WHAT YOU SHOULD DO:
Copy out all of the items below, swapping every occurrence of "bounding box" for "enclosing rectangle" and leaving the rest unchanged.

PROVIDED DATA:
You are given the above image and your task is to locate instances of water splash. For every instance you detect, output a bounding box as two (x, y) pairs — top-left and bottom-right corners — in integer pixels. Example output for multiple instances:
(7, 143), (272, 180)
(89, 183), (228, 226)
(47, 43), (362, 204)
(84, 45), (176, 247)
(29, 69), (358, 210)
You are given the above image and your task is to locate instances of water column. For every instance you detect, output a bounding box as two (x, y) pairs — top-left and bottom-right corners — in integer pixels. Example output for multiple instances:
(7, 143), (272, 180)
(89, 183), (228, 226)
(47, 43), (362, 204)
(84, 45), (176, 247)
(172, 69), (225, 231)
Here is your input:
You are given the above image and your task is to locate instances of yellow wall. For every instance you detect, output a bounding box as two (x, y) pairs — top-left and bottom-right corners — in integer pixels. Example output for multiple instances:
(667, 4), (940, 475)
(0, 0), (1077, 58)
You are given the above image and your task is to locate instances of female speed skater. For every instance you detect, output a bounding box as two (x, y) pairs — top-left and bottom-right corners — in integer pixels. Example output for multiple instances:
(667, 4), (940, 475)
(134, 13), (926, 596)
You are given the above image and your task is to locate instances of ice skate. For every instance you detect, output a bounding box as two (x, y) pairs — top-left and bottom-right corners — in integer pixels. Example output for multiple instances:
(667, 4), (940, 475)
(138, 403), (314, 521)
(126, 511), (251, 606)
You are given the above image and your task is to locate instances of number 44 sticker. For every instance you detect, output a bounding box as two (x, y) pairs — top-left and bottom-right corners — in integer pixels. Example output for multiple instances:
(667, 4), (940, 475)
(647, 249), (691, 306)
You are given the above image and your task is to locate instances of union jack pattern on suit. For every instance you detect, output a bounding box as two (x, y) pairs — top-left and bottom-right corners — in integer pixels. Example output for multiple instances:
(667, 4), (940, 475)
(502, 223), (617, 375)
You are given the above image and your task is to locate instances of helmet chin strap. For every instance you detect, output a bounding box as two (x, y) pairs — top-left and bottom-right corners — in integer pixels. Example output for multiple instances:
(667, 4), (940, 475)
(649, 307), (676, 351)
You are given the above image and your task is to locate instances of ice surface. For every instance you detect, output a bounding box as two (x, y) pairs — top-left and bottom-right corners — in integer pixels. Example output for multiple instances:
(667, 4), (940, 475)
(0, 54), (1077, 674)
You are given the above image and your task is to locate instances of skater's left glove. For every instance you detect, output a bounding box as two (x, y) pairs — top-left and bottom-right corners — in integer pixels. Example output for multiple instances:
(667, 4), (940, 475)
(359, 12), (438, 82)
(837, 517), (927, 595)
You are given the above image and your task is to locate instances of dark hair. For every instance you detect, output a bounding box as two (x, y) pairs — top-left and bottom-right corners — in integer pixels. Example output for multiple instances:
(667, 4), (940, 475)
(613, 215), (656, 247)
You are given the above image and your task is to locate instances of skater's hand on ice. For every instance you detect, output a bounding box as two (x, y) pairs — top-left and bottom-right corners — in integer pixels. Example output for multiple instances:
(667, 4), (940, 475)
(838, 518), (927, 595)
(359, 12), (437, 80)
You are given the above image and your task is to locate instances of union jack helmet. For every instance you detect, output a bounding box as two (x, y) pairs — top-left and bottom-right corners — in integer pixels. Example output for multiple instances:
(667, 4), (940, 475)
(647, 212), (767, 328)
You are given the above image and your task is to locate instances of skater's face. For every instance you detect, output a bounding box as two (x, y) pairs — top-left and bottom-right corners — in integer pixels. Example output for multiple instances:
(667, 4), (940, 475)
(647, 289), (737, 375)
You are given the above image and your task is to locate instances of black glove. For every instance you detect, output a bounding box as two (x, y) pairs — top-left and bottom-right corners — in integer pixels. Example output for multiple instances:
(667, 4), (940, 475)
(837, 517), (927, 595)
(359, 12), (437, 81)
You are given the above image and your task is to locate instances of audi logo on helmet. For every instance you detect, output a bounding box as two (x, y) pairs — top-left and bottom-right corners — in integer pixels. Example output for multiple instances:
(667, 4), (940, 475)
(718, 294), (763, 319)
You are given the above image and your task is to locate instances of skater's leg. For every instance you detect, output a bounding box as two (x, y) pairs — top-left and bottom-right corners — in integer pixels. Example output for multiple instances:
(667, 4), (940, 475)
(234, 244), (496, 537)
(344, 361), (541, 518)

WRITTEN RESPONSE:
You are given the above image and your task is to locate instances of water splash. For every instance you detect, output a enclosing rectangle as two (x, y) pairs — top-left and bottom-right corners — in integer pixels. Example output for multiple instances:
(7, 143), (272, 180)
(89, 183), (228, 226)
(47, 43), (362, 204)
(84, 45), (176, 247)
(29, 69), (358, 210)
You are given the above image and your task is to locate instances of water column. For every instance you detect, output a enclosing rectangle as two (x, y) pairs — top-left and bottom-right corners — in integer pixels. Example output for multiple instances:
(7, 143), (272, 180)
(89, 183), (228, 226)
(47, 43), (362, 204)
(84, 45), (176, 247)
(172, 69), (225, 231)
Here is your input:
You are given the above image and your task is to locate instances of yellow wall. For every instance you detect, output a enclosing rectangle as two (x, y) pairs — top-left and bottom-right corners — in integer pixels. Example output for multiple instances:
(667, 4), (940, 475)
(0, 0), (1077, 58)
You are given the above image and your task is to locate instances of female speed skater. For every instance you detect, output a enclosing rectangle as two (x, y) pairs — top-left and bottom-right corners — in integer pixels. Example output for multiple instances:
(667, 4), (940, 475)
(134, 13), (926, 596)
You are given the above image and your task is to locate instances of ice skate. For every instance you detect, output a enclosing rectangle as two (x, y) pairs — top-left and bottom-right corners — in integer pixels. Example output for multiple instances:
(667, 4), (940, 475)
(138, 403), (314, 521)
(126, 511), (251, 606)
You are given the above image and your task is to locate instances of number 44 sticker. For every instance you detect, output a enclosing rectangle as two (x, y) pairs — top-left and bottom-right corners — in integer pixels. Example output for multiple instances:
(667, 4), (940, 475)
(647, 249), (691, 306)
You are given the above image and your task is to locate instances of union jack pattern on suit. For every instance you detect, output a enclosing rectangle as two (x, y) pairs — top-left and bottom-right corners — in integer pixels. Example output for multiple instances:
(667, 4), (940, 475)
(502, 223), (617, 375)
You are given the above image and your task is to locate instances of helmet chin strap. For every instance you detect, output a enclosing rectangle as two (x, y) pairs — top-left and bottom-right corners — in integer pixels. Example output for multiple instances:
(667, 4), (940, 475)
(649, 307), (676, 351)
You are given the above image and your task is to locate instances of ice surface. For every instance you detect, output a enclosing rectangle as two (x, y) pairs — top-left and bottom-right corners — in integer pixels. Example output for multiple instances:
(667, 4), (940, 475)
(0, 54), (1077, 674)
You are given the above image and your task is to locate instances of skater's left glove. For every instance you detect, output a enclosing rectangle as two (x, y) pairs — top-left and bottom-right corners — in integer pixels. Example output for multiple instances:
(667, 4), (940, 475)
(359, 12), (438, 82)
(837, 517), (927, 595)
You are given the above image and your task is to locate instances of dark hair. For every instance you detect, output a enclosing rectangle as two (x, y) pairs — top-left and bottom-right corners — in integer pixels. Example output for multiple instances:
(667, 4), (940, 475)
(613, 215), (656, 247)
You are given the above image and your task is to locate instances of skater's hand on ice. For every instance you detect, output a enclosing rectangle as two (x, y) pairs — top-left and bottom-right corners — in integer pixels. Example output for multiple instances:
(667, 4), (940, 475)
(838, 518), (927, 595)
(359, 12), (437, 80)
You are given the above image and your task is to locate instances of union jack helmet. For every instance you detect, output a enclosing rectangle as two (x, y) pairs — top-left and bottom-right corners — in integer pixels. Example output for multiple instances:
(667, 4), (940, 475)
(647, 212), (767, 328)
You are given the above image and your task is to locate instances of skater's face. For every instance you detect, output a enclosing rectangle as two (x, y) pairs — top-left and bottom-right corners — in integer pixels. Example output for multiple instances:
(667, 4), (940, 475)
(647, 289), (737, 375)
You are given the above image and your task is to locate instances of black glove. For every instance you detect, output a enclosing rectangle as two (x, y) pairs — top-left and bottom-right corners — in integer pixels. Example output for multiple instances:
(667, 4), (940, 475)
(837, 517), (927, 595)
(359, 12), (437, 81)
You are given the above image and your task is to locate instances of audi logo on helmet. For every instance you detect, output a enclosing rectangle as two (x, y) pairs — top-left and bottom-right corners — in integer pixels. Example output for multiple instances:
(667, 4), (940, 475)
(718, 294), (763, 319)
You are given the above image and your task is to locate instances of skater's leg. For every instance you detect, output a enclosing rectangle as two (x, y) pairs — top-left and bottom-right corners — in integer pixels. Example output for multiple instances:
(667, 4), (940, 475)
(234, 244), (496, 537)
(344, 361), (541, 518)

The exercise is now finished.